#### Information shown

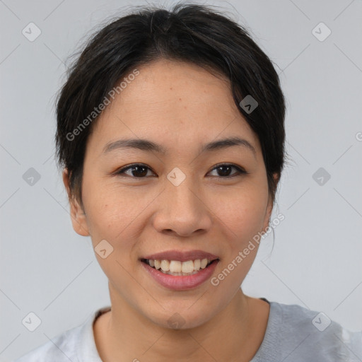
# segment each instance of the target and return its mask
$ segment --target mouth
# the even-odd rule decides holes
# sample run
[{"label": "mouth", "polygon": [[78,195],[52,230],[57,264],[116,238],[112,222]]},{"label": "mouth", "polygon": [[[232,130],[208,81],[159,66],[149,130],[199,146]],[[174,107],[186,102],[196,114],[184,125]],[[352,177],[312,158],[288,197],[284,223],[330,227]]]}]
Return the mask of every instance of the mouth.
[{"label": "mouth", "polygon": [[202,250],[169,250],[145,255],[139,259],[146,275],[159,285],[175,291],[187,291],[205,283],[220,258]]},{"label": "mouth", "polygon": [[206,269],[213,263],[217,263],[218,258],[214,259],[196,259],[194,260],[168,260],[168,259],[141,259],[141,261],[148,264],[151,268],[158,270],[162,273],[175,276],[187,276],[194,275],[200,272],[200,270]]}]

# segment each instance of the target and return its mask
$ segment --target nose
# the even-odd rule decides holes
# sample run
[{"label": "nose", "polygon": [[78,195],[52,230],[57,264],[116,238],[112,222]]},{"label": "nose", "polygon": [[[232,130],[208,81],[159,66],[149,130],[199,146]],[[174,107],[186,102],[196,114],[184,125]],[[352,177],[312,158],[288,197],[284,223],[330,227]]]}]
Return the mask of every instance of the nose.
[{"label": "nose", "polygon": [[159,233],[185,238],[210,229],[212,213],[200,190],[192,187],[192,179],[186,177],[178,186],[167,180],[153,218],[153,226]]}]

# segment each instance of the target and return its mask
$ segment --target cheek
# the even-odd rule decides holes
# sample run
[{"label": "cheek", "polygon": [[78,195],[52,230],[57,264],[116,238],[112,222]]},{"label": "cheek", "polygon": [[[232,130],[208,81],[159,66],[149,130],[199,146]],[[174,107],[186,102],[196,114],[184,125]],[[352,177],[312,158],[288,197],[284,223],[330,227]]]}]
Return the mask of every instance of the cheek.
[{"label": "cheek", "polygon": [[261,231],[267,202],[267,192],[256,183],[245,183],[239,190],[219,193],[213,209],[228,233],[227,240],[240,246]]}]

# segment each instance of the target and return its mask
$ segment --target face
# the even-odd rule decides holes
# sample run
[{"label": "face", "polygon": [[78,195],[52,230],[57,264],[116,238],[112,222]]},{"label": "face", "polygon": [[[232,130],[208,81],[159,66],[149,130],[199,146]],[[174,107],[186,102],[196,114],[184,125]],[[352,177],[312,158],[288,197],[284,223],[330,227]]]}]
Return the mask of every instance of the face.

########

Copy these lines exactly as they appear, leaving out the pictures.

■ Completed exercise ■
# segment each instance of the target and return its mask
$ segment --target mouth
# the even-odd rule decides holes
# sample run
[{"label": "mouth", "polygon": [[78,195],[52,230],[57,264],[116,238],[112,222]]},{"label": "mouth", "polygon": [[[232,130],[208,81],[159,66],[149,130],[199,146]],[[174,107],[186,102],[196,114],[184,125]],[[352,177],[312,158],[288,197],[284,223],[330,227]]]}]
Return the mask of every instance of the mouth.
[{"label": "mouth", "polygon": [[202,250],[169,250],[145,255],[139,259],[146,275],[159,285],[175,291],[187,291],[205,283],[220,258]]},{"label": "mouth", "polygon": [[206,269],[213,263],[217,263],[218,258],[214,259],[196,259],[194,260],[168,260],[168,259],[141,259],[141,261],[148,264],[151,268],[158,270],[162,273],[175,276],[187,276],[194,275],[200,272],[200,270]]}]

# segment each instance of the target and return its mask
$ segment --target nose
# the even-odd rule decides holes
# sample run
[{"label": "nose", "polygon": [[78,195],[52,230],[57,264],[116,238],[112,222]]},{"label": "nose", "polygon": [[[232,130],[208,81],[159,66],[149,130],[199,146]],[[174,107],[186,102],[196,114],[184,125]],[[352,177],[312,158],[288,197],[284,223],[330,227]]]}]
Return the mask of every instance of the nose.
[{"label": "nose", "polygon": [[159,233],[185,238],[210,229],[212,213],[200,190],[192,187],[192,179],[186,177],[178,186],[167,180],[153,218],[153,226]]}]

# segment each instance of the target and return its mask
$ segment --target cheek
# the even-odd rule decides holes
# sample run
[{"label": "cheek", "polygon": [[78,195],[52,230],[57,264],[116,238],[112,222]]},{"label": "cheek", "polygon": [[[232,130],[208,81],[159,66],[149,130],[199,146]],[[174,107],[186,102],[196,114],[184,125]],[[352,177],[312,158],[288,197],[284,223],[330,227]]]}]
Return the mask of every instance of the cheek.
[{"label": "cheek", "polygon": [[261,231],[267,202],[267,192],[256,183],[245,183],[239,190],[219,193],[213,209],[228,233],[227,240],[240,246]]}]

# segment each instance of the target and return its mask
$ segment --target face
# the even-odd rule decides holes
# sample run
[{"label": "face", "polygon": [[78,195],[52,230],[57,264],[116,238],[112,222]]},{"label": "face", "polygon": [[[232,130],[208,81],[159,66],[149,130],[199,146]],[[174,107],[186,102],[196,114],[184,125]],[[352,177],[312,158],[288,197],[284,223],[330,227]]]}]
Return the mask of every instance of the face.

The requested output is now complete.